▶ _Directions_
Reproduce, without any change, everything in the material from the line that contains "282, row 258." down to the line that contains "column 340, row 525", both of those lines included.
------
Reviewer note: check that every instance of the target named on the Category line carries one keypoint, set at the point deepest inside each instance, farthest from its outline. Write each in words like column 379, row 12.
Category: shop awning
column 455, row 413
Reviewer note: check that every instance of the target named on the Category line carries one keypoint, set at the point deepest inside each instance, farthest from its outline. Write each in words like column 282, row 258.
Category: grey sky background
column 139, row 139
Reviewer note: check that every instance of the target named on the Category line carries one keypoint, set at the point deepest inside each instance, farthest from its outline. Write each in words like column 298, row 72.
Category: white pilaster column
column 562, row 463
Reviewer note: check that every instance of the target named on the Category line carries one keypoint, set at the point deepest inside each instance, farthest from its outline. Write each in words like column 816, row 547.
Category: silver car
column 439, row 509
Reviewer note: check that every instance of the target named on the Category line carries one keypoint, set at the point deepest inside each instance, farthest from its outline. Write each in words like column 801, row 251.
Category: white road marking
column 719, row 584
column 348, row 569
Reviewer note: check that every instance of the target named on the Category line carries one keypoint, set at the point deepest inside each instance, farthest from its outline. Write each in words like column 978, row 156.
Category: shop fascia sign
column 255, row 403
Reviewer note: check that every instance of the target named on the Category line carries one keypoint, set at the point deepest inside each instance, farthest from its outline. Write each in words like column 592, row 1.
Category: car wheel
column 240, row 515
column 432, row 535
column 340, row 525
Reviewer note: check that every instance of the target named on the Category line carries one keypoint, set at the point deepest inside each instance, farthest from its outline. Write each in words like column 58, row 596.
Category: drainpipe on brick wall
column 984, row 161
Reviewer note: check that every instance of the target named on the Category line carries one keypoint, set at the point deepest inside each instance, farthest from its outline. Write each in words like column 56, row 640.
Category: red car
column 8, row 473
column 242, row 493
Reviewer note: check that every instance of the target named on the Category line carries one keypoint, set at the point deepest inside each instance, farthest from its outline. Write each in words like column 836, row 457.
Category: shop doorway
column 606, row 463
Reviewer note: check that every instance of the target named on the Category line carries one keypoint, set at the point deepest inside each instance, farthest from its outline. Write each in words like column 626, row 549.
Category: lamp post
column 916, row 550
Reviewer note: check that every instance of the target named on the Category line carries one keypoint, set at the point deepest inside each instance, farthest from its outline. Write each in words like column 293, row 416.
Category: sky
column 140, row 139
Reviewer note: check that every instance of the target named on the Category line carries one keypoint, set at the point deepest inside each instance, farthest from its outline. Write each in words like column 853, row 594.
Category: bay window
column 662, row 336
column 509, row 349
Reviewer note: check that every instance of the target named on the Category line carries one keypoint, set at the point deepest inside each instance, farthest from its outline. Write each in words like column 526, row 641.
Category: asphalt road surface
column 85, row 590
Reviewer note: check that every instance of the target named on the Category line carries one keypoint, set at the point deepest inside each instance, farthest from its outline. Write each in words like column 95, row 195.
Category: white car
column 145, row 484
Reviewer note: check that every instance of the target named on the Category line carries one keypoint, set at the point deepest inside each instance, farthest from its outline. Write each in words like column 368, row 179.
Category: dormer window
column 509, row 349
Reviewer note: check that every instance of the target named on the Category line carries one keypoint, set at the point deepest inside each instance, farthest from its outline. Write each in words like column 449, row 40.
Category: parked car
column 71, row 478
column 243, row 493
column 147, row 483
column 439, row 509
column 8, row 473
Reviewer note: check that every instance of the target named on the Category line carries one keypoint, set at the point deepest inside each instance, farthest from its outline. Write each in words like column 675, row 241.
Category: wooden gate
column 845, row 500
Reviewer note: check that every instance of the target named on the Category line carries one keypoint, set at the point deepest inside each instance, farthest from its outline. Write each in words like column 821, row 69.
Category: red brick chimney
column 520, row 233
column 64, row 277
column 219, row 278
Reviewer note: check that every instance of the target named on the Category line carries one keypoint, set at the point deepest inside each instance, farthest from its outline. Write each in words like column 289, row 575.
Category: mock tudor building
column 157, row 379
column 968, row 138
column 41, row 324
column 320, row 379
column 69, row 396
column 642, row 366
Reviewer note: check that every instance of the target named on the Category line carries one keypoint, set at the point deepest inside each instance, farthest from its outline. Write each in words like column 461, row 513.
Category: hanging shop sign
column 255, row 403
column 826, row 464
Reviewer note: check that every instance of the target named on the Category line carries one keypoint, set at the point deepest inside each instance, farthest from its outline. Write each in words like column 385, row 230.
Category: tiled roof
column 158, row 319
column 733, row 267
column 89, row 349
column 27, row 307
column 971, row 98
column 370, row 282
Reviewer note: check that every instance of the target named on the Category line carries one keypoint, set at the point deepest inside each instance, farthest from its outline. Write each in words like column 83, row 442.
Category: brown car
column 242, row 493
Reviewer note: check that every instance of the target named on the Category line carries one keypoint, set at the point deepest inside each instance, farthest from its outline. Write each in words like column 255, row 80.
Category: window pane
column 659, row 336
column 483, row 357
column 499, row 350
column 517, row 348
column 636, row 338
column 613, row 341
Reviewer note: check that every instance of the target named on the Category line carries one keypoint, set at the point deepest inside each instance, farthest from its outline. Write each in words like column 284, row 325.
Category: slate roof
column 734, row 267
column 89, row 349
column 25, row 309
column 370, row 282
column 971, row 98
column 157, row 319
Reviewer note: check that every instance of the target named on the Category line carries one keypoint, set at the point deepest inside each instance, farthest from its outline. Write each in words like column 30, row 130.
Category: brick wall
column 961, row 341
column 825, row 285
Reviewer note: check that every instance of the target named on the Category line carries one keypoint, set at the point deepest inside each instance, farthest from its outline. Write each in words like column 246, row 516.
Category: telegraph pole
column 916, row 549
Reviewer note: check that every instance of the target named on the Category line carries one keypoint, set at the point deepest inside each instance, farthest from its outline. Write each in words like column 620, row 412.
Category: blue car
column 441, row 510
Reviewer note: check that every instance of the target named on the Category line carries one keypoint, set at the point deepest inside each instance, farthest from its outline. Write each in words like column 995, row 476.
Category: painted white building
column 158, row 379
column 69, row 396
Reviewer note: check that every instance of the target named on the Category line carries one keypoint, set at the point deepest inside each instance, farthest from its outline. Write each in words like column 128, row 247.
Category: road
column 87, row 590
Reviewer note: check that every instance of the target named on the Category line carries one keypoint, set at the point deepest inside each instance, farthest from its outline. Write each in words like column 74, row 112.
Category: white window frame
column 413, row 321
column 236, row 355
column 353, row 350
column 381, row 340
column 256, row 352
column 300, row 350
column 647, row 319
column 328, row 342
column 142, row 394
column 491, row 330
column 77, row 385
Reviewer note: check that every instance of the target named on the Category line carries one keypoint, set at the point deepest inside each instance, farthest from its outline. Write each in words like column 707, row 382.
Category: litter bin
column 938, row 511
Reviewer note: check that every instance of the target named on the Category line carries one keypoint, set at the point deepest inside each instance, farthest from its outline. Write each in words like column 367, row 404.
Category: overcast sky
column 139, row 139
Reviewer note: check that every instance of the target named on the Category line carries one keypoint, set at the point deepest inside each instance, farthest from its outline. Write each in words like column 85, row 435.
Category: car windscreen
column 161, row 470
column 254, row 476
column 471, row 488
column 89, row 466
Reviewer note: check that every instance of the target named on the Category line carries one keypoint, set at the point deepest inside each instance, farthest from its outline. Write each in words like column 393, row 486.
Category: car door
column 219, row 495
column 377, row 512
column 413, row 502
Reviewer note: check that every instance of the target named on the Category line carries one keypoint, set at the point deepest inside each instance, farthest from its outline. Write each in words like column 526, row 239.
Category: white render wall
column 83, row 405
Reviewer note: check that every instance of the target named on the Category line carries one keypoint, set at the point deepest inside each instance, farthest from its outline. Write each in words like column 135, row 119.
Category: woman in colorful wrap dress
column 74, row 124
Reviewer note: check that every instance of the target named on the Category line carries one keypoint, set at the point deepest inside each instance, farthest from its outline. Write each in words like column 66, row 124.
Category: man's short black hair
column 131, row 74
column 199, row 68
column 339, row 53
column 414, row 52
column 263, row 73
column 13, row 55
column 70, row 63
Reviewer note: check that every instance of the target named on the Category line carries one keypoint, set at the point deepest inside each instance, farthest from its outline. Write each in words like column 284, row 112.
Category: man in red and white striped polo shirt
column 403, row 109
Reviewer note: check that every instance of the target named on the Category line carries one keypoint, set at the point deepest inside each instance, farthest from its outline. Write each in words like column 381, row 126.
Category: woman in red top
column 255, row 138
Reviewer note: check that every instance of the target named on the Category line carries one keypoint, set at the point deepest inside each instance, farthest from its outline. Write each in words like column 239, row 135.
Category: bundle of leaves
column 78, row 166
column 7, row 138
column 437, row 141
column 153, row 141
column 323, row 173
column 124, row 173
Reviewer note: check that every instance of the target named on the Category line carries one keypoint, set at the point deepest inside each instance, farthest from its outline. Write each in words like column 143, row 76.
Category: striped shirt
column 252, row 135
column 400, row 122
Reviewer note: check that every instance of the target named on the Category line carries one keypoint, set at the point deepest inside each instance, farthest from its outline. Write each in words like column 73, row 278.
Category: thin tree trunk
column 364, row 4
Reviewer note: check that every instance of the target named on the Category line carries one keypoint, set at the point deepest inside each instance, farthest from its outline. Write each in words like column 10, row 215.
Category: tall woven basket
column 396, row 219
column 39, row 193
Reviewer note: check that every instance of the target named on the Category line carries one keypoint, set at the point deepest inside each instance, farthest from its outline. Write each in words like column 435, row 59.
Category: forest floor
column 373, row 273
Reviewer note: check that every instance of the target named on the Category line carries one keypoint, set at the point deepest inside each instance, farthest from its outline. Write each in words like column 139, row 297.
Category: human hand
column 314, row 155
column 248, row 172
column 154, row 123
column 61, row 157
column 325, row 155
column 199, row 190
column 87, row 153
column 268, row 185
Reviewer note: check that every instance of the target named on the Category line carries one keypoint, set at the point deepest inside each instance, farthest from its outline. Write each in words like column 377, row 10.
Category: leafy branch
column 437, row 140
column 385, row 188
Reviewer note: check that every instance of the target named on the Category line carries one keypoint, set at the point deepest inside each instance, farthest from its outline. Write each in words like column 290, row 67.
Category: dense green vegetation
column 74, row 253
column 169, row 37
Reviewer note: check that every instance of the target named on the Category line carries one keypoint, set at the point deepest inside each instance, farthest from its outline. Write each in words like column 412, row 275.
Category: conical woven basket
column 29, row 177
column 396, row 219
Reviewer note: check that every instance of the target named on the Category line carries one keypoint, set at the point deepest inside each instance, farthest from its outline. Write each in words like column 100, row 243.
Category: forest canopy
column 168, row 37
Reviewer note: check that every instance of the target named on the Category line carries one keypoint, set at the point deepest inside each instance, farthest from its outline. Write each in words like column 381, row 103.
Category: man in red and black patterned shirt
------
▶ _Reply_
Reviewer note: check that every instance of the target named on the Category line carries one keypoint, set at the point deepest inside each instance, farthest from its outline. Write each in words like column 282, row 258.
Category: grey sky background
column 139, row 139
Reviewer note: check that every instance of the target named on the Category line carries one keypoint, set at the point deepest inside each instance, farthest from its outline. Write each in words like column 298, row 72.
Category: white pilaster column
column 562, row 463
Reviewer note: check that every instance of the target named on the Category line carries one keypoint, set at the point deepest inside each instance, farthest from its outline. Write each in words like column 816, row 547.
Category: silver car
column 439, row 509
Reviewer note: check that every instance of the target named on the Category line carries one keypoint, set at the point deepest inside each instance, farthest from its outline. Write each in words like column 801, row 251.
Category: white road marking
column 719, row 584
column 348, row 569
Reviewer note: check that every instance of the target named on the Category line carries one keypoint, set at the point deepest inside each instance, farthest from its outline. Write each in words like column 978, row 156.
Category: shop fascia sign
column 255, row 403
Reviewer note: check that every instance of the target named on the Category line carries one keypoint, set at the point deepest inside each instance, farthest from its outline. Write each in words like column 592, row 1.
Category: car wheel
column 240, row 515
column 432, row 535
column 340, row 525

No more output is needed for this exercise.